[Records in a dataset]
** begin **
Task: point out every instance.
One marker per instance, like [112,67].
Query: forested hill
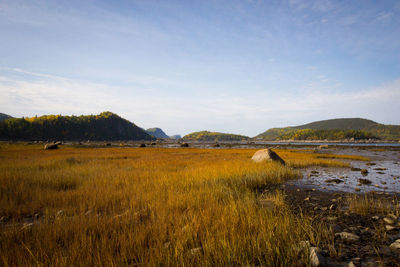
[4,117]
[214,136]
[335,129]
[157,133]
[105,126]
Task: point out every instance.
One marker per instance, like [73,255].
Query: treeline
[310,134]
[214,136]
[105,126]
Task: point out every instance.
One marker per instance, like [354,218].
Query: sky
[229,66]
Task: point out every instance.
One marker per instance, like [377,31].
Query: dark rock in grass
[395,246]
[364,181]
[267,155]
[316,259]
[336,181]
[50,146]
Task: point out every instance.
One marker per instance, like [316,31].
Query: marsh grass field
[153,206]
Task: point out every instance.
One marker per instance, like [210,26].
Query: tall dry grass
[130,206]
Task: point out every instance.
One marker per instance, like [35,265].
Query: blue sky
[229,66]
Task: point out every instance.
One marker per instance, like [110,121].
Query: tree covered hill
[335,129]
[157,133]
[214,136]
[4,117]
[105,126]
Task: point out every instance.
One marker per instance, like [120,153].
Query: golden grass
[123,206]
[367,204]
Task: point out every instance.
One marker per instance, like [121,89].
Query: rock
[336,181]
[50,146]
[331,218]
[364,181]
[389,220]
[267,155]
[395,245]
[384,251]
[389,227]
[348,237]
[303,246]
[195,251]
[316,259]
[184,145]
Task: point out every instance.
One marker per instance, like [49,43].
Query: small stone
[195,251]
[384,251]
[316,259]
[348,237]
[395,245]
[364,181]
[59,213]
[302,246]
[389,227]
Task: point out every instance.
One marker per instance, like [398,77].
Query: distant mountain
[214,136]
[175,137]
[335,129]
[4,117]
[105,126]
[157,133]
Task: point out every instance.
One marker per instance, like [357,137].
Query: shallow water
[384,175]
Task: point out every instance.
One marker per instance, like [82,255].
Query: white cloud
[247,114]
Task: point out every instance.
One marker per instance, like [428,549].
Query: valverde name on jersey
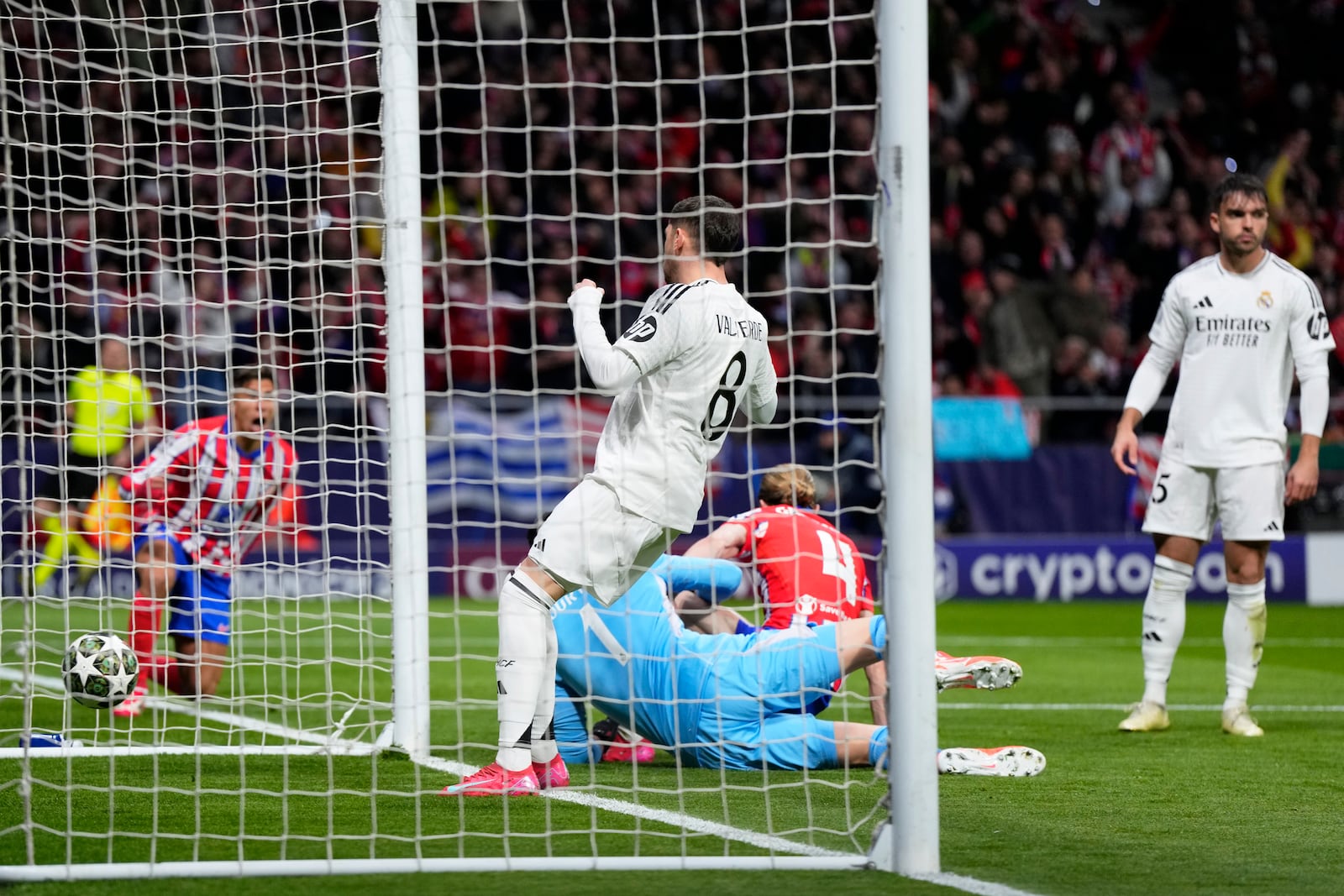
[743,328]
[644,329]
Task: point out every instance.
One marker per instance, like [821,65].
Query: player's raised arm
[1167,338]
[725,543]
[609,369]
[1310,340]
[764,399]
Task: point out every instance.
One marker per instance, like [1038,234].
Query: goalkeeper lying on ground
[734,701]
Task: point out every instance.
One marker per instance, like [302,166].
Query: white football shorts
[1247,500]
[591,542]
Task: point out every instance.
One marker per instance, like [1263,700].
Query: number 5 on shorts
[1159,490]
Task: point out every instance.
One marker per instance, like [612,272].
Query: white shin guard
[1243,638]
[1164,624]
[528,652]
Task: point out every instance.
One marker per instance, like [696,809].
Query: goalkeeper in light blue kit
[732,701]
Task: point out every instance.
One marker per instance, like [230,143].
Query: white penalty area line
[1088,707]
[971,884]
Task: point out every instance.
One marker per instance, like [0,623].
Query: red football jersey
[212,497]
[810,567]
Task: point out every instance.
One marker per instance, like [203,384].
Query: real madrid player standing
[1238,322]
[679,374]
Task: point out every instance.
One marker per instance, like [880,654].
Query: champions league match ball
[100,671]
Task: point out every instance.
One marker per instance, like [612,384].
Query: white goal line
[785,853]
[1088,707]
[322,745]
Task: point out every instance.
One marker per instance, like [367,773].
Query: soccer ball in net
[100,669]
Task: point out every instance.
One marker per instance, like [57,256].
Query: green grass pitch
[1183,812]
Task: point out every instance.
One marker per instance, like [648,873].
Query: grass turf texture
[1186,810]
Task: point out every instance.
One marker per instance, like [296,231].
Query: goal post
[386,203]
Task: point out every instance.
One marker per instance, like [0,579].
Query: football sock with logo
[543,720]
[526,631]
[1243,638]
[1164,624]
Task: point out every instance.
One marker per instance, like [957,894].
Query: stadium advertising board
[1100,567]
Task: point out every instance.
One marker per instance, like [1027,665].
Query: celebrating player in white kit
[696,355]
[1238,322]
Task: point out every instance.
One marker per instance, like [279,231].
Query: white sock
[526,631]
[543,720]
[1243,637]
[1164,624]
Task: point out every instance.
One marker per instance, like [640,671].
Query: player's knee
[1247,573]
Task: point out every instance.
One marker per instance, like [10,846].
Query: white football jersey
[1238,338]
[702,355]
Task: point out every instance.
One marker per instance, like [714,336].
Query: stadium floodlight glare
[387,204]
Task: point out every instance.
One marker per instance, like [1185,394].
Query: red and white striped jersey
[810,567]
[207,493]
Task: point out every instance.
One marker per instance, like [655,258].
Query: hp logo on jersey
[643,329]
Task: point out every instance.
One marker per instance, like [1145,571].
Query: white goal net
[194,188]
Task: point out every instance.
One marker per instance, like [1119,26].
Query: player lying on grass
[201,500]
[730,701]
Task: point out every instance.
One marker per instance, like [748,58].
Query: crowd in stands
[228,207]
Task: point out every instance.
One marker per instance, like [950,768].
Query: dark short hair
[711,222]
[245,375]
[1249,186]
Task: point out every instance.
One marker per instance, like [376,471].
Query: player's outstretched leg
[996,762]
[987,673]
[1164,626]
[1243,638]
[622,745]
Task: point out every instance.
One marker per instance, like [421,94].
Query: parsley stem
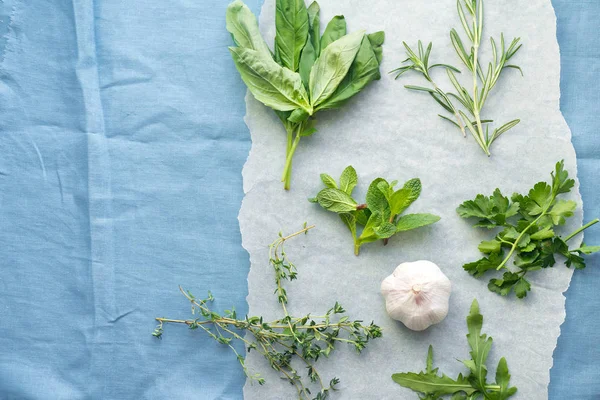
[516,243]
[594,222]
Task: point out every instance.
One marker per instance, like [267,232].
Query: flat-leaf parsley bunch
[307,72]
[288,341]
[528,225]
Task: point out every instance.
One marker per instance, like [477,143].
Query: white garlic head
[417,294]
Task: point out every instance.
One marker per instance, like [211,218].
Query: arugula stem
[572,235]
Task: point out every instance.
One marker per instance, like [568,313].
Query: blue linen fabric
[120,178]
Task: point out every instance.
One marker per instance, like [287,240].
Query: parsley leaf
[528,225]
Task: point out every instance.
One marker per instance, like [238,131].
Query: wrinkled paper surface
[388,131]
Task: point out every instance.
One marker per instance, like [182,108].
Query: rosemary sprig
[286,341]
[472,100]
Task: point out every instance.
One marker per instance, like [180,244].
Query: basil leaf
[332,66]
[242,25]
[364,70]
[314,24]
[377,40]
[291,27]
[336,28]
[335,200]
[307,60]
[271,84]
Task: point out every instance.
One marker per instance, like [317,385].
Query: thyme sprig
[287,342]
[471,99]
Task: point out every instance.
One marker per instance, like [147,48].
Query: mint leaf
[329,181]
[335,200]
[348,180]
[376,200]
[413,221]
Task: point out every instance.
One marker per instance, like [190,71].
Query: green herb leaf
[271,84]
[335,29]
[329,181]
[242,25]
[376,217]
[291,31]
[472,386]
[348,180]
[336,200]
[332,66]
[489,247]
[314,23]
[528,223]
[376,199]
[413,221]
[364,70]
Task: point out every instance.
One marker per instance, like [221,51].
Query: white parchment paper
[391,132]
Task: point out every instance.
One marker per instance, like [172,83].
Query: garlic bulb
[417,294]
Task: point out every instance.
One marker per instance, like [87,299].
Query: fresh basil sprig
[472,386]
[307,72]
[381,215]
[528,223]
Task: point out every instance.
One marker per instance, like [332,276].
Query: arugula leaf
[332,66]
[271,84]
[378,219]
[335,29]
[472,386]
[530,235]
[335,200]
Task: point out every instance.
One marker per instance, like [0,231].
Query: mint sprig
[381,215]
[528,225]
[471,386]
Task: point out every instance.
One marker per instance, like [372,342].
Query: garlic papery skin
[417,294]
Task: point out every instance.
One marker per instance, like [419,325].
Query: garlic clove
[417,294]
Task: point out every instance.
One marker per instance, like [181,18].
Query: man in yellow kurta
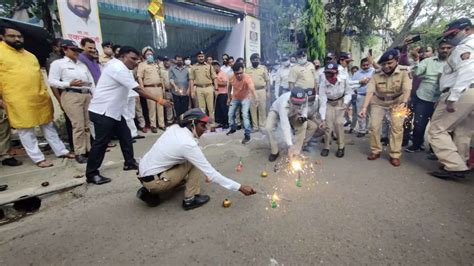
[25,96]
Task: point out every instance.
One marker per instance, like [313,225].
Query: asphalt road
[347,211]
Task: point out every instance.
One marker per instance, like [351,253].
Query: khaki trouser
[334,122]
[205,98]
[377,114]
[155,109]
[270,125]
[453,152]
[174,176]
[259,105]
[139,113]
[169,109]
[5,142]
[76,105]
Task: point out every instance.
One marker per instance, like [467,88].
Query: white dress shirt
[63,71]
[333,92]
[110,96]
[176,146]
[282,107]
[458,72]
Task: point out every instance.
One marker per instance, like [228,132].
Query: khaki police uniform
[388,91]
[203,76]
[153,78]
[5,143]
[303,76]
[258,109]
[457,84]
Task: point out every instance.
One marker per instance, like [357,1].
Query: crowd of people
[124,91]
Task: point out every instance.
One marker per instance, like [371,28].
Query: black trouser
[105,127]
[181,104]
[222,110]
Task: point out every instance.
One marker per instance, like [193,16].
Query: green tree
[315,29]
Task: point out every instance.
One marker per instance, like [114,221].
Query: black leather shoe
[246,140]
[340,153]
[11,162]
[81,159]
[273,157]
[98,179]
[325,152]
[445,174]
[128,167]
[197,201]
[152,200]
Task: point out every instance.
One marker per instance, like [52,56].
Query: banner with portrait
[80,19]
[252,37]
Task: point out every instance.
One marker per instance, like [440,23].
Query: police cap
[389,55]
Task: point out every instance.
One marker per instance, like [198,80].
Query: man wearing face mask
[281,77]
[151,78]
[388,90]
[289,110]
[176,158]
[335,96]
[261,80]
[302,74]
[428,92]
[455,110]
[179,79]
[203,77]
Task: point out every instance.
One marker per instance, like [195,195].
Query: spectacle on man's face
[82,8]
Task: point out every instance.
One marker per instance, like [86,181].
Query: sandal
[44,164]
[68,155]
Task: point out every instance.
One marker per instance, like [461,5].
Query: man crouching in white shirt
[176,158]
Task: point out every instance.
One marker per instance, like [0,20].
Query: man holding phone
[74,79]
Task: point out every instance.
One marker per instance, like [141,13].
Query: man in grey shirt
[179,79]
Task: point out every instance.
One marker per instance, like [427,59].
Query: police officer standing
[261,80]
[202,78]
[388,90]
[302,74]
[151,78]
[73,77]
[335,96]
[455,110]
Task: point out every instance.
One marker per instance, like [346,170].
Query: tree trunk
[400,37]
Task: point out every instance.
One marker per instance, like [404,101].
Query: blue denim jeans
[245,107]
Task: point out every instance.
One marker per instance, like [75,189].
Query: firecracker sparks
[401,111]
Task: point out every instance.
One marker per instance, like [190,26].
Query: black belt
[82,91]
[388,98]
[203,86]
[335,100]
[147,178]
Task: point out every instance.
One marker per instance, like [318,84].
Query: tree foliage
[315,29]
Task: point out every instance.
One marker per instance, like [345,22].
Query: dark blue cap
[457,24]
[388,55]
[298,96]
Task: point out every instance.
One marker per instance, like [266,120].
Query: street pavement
** end **
Show every line above that contains the word "goalkeeper", copying each one in full.

Reply to the task:
Query: goalkeeper lying on ground
Query: goalkeeper in light blue kit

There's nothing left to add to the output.